§ Задание:
Пожалуйста, передайте суть статьи о стихах Андрея Леонтьева в двух предложениях.

§ Исходный текст:
::::::::::
Марина Саввиных

Целебная сила. О стихах Андрея Леонтьева

Споры о существе и сущности поэзии, о её глубинах и вершинах, о простоте и сложности — стары как мир, но до сих пор актуальны. «Каждый может хорошо творить лишь то, на что подвигла его Муза»,— устами своего героя изрёк когда-то Платон. А литературовед Наталья Пращерук совсем недавно поделилась в социальной сети: «Сегодня филолог-третьекурсник Слава сказал: „Поэзия — это не образность, это когда Бога становится больше...“» Дерзко! Но, пожалуй, в этом что-то есть...

Поэт если и не «умножает Бога» на земле, то, по крайней мере, своим бескорыстным трудом подтверждает Его присутствие. Поэзия и есть теодицея? Но тогда чуждое лукавства, открытое и ясное слово утешения и доброты, слово поэта, даже полное печали,— целительно. Это такое снадобье, за которое уже в древности люди кормили и оберегали странствующего певца, ибо он приносил им Бога — в том обличье и звучании, которые глаз и ухо человеческие способны принять, не сгорая дотла.

Поэт Андрей Леонтьев — как раз один из таких редких в наше время тружеников слова, которым, видимо, свыше дано снабжать одичавшего порой от безысходности и тоски современника универсальными болеутолителями. Возможно, потому, что самому Андрею претерпевать и одолевать душевную и физическую боль — совсем не в новость. Но не в этом дело! Я всегда считала, что художественная форма тем совершеннее и чище, чем выше градус её внутренней обработки. «Чисты мои слова — я их в себе сожгла».
::::::::::
§ Исходные данные:

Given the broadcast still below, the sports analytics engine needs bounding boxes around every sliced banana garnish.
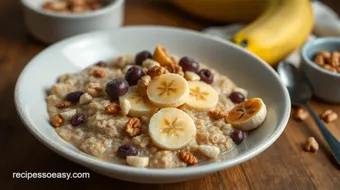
[226,98,267,131]
[119,86,157,117]
[146,73,189,108]
[149,108,196,150]
[185,81,218,111]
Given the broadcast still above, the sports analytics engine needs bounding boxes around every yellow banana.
[231,0,313,65]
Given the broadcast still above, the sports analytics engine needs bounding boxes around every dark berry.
[105,78,129,100]
[117,144,138,158]
[96,61,108,67]
[65,91,84,102]
[125,66,145,86]
[135,51,152,65]
[71,113,85,126]
[229,92,245,104]
[230,129,246,144]
[179,57,200,73]
[198,69,214,84]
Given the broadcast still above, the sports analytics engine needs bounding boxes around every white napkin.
[203,1,340,67]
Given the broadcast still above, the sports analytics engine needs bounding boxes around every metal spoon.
[277,62,340,165]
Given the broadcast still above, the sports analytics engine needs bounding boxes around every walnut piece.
[52,114,64,128]
[125,117,142,137]
[105,103,120,114]
[314,51,340,73]
[294,108,309,121]
[184,71,201,81]
[164,64,184,77]
[304,137,319,152]
[87,82,103,97]
[142,59,161,69]
[119,98,131,116]
[178,151,198,165]
[55,101,72,109]
[93,69,105,78]
[137,75,151,96]
[321,109,338,123]
[146,66,166,78]
[208,109,229,119]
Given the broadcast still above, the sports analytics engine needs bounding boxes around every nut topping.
[125,117,142,137]
[178,151,198,165]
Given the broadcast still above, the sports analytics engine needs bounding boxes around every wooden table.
[0,0,340,190]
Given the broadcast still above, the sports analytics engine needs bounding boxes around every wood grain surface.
[0,0,340,190]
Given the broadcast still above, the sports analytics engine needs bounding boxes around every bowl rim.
[21,0,125,19]
[301,37,340,78]
[14,25,291,177]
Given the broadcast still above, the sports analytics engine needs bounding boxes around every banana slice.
[119,86,157,117]
[185,81,218,111]
[226,98,267,131]
[146,73,189,108]
[149,108,196,150]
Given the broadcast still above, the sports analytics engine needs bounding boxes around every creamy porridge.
[47,46,266,168]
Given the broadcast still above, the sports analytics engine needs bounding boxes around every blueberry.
[117,144,138,158]
[96,61,108,67]
[229,92,245,104]
[135,51,152,65]
[65,91,84,103]
[230,129,246,144]
[179,57,200,73]
[71,113,86,126]
[125,66,145,86]
[198,69,214,84]
[105,78,129,100]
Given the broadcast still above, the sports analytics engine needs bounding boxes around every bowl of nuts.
[301,38,340,103]
[21,0,124,43]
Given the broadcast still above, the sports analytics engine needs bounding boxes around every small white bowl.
[21,0,124,43]
[301,37,340,103]
[15,27,290,183]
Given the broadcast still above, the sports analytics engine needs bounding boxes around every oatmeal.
[47,46,266,168]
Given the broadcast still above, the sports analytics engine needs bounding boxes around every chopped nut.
[179,151,198,165]
[198,145,220,158]
[331,52,340,67]
[321,109,338,123]
[143,59,161,69]
[105,103,120,114]
[140,116,150,125]
[79,93,93,104]
[93,69,105,78]
[60,109,77,121]
[294,108,309,121]
[304,137,319,152]
[184,71,201,81]
[87,82,103,97]
[113,55,135,68]
[126,156,149,168]
[52,114,63,128]
[123,65,132,73]
[233,87,248,97]
[137,75,151,96]
[314,55,326,67]
[55,101,72,109]
[164,64,184,76]
[147,66,166,78]
[125,117,142,137]
[119,98,131,116]
[208,109,229,119]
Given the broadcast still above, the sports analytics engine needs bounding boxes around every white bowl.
[21,0,124,43]
[15,27,290,183]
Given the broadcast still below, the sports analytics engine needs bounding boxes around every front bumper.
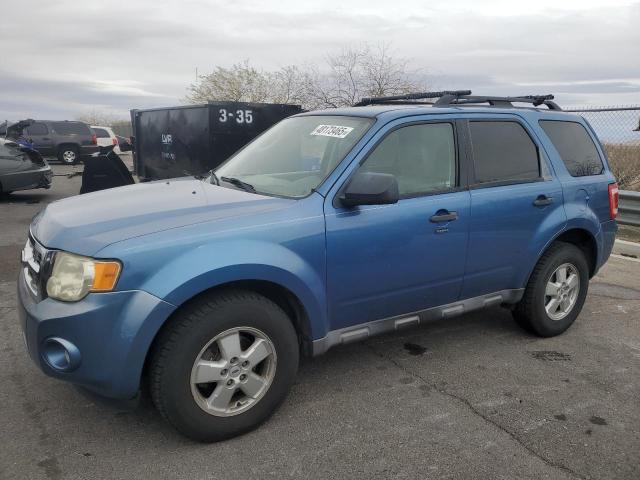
::::::::::
§ Решение:
Поэт своим бескорыстным трудом подтверждает присутствие Бога, а его открытое и ясное слово утешения и доброты целительно, даже если полно печали. Андрей Леонтьев назван одним из редких тружеников слова, которые снабжают современника универсальными болеутолителями, а художественная форма, по убеждению автора, тем совершеннее и чище, чем выше градус её внутренней обработки.